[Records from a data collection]
──────────────────────────────

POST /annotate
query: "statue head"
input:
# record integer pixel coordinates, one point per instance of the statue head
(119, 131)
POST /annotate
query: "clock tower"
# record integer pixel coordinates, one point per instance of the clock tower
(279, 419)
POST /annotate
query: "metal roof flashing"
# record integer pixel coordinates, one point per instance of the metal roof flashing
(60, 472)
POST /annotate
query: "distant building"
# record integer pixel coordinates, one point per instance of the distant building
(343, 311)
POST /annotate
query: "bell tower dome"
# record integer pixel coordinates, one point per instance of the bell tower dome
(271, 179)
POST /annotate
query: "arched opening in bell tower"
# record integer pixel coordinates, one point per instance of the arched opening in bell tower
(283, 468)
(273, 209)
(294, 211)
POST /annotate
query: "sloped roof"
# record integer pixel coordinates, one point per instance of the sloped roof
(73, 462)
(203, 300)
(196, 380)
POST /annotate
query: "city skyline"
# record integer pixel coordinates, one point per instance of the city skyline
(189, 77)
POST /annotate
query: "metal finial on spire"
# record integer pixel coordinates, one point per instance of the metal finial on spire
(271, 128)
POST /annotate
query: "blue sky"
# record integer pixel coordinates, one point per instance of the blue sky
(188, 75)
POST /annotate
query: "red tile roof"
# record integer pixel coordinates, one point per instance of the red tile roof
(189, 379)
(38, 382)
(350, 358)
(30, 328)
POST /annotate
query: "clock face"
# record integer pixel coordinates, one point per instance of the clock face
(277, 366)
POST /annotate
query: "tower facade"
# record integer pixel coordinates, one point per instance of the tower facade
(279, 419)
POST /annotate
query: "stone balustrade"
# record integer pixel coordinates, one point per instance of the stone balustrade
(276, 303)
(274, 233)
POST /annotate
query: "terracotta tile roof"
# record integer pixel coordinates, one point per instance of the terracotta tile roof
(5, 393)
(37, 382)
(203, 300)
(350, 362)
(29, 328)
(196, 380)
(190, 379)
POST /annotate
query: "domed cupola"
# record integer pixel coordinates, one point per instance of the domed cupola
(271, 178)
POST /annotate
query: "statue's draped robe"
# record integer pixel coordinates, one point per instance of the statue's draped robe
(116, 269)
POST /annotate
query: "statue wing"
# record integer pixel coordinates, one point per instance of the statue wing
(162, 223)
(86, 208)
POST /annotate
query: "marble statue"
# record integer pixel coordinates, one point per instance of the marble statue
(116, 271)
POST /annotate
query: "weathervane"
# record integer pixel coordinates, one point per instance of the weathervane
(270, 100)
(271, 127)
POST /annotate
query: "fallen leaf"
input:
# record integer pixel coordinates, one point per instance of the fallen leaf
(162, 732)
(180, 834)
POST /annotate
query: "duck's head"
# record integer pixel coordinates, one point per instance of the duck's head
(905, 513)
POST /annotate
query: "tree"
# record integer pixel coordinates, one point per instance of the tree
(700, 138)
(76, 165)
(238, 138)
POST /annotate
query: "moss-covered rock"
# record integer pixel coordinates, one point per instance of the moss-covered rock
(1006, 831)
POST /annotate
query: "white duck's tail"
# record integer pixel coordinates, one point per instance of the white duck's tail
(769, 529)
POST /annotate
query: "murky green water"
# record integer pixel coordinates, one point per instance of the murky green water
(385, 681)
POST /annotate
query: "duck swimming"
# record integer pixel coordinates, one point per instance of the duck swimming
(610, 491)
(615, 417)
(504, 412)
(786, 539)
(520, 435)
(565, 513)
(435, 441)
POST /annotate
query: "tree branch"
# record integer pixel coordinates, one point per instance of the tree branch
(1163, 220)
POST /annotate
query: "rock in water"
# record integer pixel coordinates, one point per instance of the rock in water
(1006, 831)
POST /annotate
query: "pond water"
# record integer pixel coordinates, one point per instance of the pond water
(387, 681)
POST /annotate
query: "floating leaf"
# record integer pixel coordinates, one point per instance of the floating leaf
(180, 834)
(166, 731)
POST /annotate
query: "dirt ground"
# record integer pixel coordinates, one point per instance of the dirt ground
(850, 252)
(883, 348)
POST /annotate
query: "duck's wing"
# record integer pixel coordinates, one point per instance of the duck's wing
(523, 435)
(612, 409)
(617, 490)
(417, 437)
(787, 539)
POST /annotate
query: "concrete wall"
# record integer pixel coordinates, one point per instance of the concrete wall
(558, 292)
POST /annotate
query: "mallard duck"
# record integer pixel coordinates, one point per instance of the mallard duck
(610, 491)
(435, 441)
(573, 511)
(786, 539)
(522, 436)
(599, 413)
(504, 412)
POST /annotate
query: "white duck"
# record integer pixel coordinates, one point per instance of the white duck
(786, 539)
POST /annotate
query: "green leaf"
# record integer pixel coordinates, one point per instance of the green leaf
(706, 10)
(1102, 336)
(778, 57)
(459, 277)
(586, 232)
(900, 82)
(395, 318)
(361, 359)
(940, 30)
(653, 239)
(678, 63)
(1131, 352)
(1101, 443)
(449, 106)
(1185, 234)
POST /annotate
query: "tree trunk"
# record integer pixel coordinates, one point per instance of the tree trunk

──────────────────────────────

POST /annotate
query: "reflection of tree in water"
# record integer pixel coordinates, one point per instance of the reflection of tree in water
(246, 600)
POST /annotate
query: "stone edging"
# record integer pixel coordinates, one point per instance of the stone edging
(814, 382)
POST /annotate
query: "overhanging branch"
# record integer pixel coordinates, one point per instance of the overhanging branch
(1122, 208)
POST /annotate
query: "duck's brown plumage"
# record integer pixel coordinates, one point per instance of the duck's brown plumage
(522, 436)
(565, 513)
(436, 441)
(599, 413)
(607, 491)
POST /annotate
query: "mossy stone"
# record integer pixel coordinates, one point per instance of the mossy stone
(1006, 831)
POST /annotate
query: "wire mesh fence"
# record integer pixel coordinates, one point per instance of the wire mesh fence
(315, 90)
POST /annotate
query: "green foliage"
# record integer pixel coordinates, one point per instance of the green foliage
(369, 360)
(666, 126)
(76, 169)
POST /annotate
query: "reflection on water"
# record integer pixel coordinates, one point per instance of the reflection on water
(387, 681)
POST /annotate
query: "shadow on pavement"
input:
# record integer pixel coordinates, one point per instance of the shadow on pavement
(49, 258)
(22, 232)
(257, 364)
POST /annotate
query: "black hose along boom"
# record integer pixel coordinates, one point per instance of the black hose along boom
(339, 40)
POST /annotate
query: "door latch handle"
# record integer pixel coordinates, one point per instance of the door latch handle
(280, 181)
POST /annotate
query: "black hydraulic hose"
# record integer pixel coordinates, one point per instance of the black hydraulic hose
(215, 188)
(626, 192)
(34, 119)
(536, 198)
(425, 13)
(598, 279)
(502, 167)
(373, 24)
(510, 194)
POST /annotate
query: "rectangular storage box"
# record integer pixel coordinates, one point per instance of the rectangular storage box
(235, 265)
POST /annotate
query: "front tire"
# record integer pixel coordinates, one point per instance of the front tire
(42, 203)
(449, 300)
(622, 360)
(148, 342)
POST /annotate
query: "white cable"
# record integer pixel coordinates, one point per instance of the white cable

──────────────────────────────

Please return all lines from the records that hold the word "cable".

query: "white cable"
# record integer pixel coordinates, one point per instance of the white cable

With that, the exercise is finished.